== Aangeleverde tekst ==
::::::

© Rutger Beckers

Traditie, gastronomie & mode: zo zag je Dubai nog nooit

Els Keymeulen

Voor wie nooit verder raakte dan de klassieke Dubai-clichés: voorbij de snelle wagens en glimmende boetieks ligt een wondere wereld vol bijzondere restaurants, smalle steegjes én een eigen, lokale fashion week. Een ontdekking.

Drie keer was ik al in Dubai geweest, en drie keer kwam ik met precies hetzelfde beeld terug naar huis: alles is er wel heel erg opgepoetst, duur en – ik ga het gewoon zeggen – nep. Onder het laagje zorgvuldig aangebrachte lak verschuilt zich niet veel, of althans: dat dacht ik.

Bleek dat ik alle voorgaande keren niet genoeg buiten de platgetreden paden was getreden, niet goed genoeg had geluisterd naar de locals (die zijn er overigens wel degelijk; niet iedereen is hier expat) en me niet genoeg had ingelezen in de historiek van de stad. Voor deze reis trek ik op pad met een gids. Miriam zal me het échte Dubai leren kennen: een plek vol contrasten tussen arm en rijk, tussen glimmend en stoffig, tussen streetfood bij veertig graden en Michelinsterren in ijsgekoelde onderwaterrestaurants.

dubai
© Rutger Beckers

Gevonden: de ziel van Dubai

Aan de oevers van de Dubai Creek ligt de Al Fahidiwijk; een historische buurt die ooit de thuis was van lokale parelduikers. De wijk is zeer goed bewaard en gerestaureerd waar nodig: de plaasteren huizen, de iconische windtorentjes en het Al Fahidi Fort lijken in niets op de spiegelglazen wolkenkrabbers van de nieuwe stad.

Het fort werd gebouwd in 1787 en is het oudste gebouw in Dubai. Ooit huisden in deze versterkte burcht de sjeik, de gevangenis en het wapenarsenaal van de stad; vandaag is het fort heropend als Dubai Museum. Je ziet er hoe de stad eruit zag vóór de ontdekking van olie in de emiraten.

Voorbij het fort start een wirwar van kleine, authentieke straatjes. Lage huisjes met antieke houten deuren, winkeltjes waar écht lokale producten worden verkocht – van koffie tot gedroogde bloemen, geborduurde sjaals en parfum – en eethuizen op pittoreske binnenkoeren waarvan ik wenste dat ik ze jaren eerder al had ontdekt.

::::::

== Gegevens ==
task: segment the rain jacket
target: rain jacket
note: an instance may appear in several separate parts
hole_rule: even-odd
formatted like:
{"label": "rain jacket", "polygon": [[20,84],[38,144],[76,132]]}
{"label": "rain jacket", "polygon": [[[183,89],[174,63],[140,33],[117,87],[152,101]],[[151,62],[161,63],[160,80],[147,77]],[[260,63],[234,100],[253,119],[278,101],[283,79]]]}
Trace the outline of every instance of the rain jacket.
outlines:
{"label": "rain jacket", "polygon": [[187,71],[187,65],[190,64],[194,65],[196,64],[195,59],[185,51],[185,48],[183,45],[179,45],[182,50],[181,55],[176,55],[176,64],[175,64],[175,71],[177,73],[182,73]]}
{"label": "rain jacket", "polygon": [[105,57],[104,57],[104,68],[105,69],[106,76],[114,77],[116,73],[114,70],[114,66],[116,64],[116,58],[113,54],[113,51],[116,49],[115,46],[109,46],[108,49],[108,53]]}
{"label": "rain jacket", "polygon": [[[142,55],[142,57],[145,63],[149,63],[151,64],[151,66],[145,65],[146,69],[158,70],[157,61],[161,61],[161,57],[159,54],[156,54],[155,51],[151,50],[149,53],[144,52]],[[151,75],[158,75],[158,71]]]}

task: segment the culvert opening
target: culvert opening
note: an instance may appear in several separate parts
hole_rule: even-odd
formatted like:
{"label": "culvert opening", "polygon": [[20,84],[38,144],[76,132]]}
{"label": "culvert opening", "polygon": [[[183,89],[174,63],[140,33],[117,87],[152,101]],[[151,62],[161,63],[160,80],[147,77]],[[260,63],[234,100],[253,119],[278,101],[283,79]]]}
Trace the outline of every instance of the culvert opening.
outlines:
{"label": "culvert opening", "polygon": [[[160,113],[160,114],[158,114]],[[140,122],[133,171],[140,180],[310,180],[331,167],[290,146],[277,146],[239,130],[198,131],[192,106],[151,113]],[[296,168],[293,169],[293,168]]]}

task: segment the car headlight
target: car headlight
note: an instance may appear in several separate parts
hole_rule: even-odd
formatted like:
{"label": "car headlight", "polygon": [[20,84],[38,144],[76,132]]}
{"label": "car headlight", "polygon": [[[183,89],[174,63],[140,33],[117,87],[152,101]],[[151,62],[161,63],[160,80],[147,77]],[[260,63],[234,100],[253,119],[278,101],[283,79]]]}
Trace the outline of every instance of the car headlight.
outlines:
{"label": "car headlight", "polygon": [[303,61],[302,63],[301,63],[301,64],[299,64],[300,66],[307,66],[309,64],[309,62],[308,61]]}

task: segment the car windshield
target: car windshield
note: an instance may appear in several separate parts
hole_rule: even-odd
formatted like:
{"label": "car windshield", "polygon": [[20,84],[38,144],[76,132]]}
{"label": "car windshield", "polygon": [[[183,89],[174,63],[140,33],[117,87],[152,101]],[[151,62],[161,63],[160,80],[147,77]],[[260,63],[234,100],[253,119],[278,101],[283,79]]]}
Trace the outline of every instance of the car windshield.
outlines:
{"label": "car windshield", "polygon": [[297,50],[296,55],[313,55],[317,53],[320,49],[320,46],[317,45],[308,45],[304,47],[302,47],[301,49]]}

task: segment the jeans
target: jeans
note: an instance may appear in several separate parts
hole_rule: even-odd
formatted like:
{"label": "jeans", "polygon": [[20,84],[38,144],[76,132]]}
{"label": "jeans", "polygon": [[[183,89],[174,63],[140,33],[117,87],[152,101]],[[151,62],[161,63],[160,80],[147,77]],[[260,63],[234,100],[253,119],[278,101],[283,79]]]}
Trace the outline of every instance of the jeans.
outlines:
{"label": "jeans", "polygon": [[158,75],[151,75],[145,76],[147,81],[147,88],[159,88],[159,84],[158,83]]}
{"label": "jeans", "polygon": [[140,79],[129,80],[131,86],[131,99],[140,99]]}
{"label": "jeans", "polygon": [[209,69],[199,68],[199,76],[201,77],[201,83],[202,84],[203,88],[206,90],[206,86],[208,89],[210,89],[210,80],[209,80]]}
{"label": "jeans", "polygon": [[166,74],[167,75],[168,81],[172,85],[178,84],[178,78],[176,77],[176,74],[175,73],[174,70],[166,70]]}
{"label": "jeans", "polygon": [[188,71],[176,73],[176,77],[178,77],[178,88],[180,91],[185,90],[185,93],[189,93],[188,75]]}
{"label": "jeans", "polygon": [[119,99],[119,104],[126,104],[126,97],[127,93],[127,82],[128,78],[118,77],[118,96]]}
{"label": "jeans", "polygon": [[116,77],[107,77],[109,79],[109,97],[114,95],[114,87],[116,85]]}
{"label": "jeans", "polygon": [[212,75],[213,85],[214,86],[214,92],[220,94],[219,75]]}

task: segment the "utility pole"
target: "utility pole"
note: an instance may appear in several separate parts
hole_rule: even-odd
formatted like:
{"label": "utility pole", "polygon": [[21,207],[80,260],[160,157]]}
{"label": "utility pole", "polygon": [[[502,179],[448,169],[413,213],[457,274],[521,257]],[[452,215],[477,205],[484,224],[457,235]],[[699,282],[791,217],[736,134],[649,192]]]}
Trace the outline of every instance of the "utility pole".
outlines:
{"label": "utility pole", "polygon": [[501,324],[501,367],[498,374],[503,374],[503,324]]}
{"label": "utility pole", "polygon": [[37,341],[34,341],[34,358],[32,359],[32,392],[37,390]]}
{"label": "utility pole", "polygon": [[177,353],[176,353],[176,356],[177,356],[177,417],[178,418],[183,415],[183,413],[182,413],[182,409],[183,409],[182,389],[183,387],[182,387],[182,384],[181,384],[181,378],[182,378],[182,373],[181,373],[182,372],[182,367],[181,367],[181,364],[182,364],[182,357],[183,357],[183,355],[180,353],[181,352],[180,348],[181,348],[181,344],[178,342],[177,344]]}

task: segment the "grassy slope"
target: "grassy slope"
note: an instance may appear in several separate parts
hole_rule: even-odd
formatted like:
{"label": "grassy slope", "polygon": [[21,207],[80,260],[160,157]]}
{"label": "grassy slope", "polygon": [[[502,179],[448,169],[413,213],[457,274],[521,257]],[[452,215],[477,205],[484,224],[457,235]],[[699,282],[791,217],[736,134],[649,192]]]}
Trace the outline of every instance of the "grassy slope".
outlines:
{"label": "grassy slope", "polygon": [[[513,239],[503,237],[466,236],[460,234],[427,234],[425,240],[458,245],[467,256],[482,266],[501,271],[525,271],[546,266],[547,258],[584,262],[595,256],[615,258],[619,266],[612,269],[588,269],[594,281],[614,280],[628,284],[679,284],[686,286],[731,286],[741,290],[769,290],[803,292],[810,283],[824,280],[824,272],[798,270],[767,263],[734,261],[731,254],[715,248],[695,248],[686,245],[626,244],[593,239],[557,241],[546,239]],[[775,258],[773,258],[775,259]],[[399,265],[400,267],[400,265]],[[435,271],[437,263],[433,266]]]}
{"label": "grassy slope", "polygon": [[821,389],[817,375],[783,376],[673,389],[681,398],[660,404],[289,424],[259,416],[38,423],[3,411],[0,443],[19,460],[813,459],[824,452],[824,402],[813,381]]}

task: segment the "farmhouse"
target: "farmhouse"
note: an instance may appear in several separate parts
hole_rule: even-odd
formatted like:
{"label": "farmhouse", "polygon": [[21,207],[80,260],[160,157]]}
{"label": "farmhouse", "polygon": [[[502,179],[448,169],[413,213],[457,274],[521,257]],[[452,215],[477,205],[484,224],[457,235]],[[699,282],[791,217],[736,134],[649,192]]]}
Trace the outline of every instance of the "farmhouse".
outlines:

::::::

== Opdracht ==
Zet de reistekst over Dubai voort na de laatste zin die er staat.

== Antwoord ==
dubai
© Rutger Beckers

Uitgestrekt over bijna twee kilometer langs de Creek ligt Al Seef: een bijzonder stukje Dubai omdat de tegenstelling tussen oud en nieuw hier letterlijk zichtbaar is. Aan de overkant de glimmende wolkenkrabbers die het zonlicht weerkaatsen, aan de ‘oude’ kant starten de soeks, gonzend en kleurrijk. Zoals wel vaker, is ook deze soek ingedeeld in zones: er is een textielsoek, een goudsoek, een soek met specerijen en kruiden (nog een ontdekking: za’atar, een kruidenmengeling van tijm, sumak, sesam en zout), en tussenin vind je duizenden souvenirshops die hetzelfde verkopen als in de winkeltjes in de nieuwe stad, maar dan veel goedkoper. Er is ook een Indische wijk: in Little India kun je boeddha’s kopen en traditionele bloemensnoeren, en ik krijg er van een vriendelijke mevrouw een bolletje op m’n voorhoofd gekleefd. Zaak is hier een namiddag te verdwalen, te ruiken, te proeven, te praten met de handelaars: dit is écht, en dat voel je. Voor wie straks zelf op pad trekt, drie niet te missen adressen:

  • Het prachtige Arabian Tea House, met z’n typische blauw-witte deco, is een topadres voor een lichte traditionele lunch. Je eet hier tussen een mix van locals en toeristen en zit heerlijk koel.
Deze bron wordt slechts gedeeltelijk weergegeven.